GOAL OF THE EXERCISE. Which lines in the items below contain the string "vest", matching case? Pull out each such line.

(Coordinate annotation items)
[Start]

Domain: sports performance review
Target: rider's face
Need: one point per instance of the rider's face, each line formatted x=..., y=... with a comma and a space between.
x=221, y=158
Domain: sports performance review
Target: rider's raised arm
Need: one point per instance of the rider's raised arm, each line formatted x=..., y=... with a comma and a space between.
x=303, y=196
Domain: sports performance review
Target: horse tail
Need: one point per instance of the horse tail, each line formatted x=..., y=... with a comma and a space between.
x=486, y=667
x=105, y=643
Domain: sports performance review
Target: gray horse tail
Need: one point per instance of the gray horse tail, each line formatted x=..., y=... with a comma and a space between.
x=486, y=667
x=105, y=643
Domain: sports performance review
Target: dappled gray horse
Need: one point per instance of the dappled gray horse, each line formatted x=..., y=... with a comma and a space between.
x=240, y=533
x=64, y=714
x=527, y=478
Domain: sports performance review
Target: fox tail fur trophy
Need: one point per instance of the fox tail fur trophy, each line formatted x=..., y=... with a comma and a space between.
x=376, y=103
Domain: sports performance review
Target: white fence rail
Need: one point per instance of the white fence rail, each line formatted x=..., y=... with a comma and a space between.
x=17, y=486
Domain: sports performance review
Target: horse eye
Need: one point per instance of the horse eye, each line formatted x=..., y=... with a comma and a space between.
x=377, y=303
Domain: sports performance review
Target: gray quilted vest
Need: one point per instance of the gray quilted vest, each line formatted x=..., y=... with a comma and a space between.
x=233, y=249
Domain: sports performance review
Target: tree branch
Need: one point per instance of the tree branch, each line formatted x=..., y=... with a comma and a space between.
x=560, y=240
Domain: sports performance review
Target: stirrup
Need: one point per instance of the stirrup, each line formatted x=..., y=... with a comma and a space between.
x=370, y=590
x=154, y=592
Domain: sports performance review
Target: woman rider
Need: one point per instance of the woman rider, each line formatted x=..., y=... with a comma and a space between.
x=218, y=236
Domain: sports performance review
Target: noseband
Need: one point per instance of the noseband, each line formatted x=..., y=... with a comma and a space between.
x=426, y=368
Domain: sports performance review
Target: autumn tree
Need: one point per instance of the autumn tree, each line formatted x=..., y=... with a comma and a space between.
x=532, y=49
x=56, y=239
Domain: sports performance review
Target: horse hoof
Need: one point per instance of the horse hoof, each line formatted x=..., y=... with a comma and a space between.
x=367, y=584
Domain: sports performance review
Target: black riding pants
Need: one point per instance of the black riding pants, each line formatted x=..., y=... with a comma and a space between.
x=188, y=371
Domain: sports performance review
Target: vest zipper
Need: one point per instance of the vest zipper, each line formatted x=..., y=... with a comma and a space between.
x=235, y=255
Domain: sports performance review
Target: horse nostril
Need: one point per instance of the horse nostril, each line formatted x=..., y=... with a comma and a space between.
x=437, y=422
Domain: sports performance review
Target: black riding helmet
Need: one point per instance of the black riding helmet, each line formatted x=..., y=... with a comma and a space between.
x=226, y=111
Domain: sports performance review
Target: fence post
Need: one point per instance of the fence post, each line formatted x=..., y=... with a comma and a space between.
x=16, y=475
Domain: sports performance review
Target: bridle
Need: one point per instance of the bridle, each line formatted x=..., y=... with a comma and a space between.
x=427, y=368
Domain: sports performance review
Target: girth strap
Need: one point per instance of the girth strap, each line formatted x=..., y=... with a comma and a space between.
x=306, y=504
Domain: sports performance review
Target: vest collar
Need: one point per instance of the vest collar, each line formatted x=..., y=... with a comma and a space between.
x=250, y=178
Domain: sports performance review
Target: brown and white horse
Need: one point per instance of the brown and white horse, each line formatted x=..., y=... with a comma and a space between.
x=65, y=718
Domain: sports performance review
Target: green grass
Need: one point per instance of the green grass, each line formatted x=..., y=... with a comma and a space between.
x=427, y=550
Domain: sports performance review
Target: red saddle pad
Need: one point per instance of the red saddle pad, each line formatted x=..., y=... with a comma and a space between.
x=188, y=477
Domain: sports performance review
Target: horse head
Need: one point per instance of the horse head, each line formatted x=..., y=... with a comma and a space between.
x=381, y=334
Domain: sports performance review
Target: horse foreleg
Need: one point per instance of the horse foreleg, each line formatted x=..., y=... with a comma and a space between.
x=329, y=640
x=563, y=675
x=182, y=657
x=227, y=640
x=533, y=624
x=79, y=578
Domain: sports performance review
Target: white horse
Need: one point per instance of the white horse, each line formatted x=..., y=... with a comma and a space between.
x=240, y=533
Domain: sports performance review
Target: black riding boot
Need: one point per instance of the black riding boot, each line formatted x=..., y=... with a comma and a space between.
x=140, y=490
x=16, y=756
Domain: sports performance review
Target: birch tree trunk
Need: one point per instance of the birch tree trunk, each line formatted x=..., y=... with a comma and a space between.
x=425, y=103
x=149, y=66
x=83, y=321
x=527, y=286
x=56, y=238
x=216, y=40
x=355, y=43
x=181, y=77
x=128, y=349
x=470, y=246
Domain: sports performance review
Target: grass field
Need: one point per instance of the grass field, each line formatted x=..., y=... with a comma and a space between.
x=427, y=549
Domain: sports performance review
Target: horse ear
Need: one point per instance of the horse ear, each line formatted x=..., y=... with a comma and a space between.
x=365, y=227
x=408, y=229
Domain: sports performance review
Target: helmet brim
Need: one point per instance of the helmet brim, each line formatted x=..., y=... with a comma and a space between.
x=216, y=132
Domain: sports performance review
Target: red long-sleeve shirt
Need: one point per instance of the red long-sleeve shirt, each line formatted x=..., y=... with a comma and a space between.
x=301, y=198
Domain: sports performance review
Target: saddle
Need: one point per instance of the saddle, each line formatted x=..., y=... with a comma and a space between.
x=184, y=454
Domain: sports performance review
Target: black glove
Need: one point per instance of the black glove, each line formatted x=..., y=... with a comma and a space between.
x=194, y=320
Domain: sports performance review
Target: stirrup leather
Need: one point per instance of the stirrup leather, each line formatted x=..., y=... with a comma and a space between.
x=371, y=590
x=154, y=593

[End]

FINISHED ANSWER.
Target: gray quilted vest
Need: one point per instance of the gray quilted vest, each line formatted x=..., y=... with a comma and a space between.
Target: vest zipper
Need: one point per instance of the vest zipper, each line formatted x=..., y=... with a comma and a space between.
Target: vest collar
Need: one point per instance of the vest collar, each line formatted x=..., y=... with a comma and a space between.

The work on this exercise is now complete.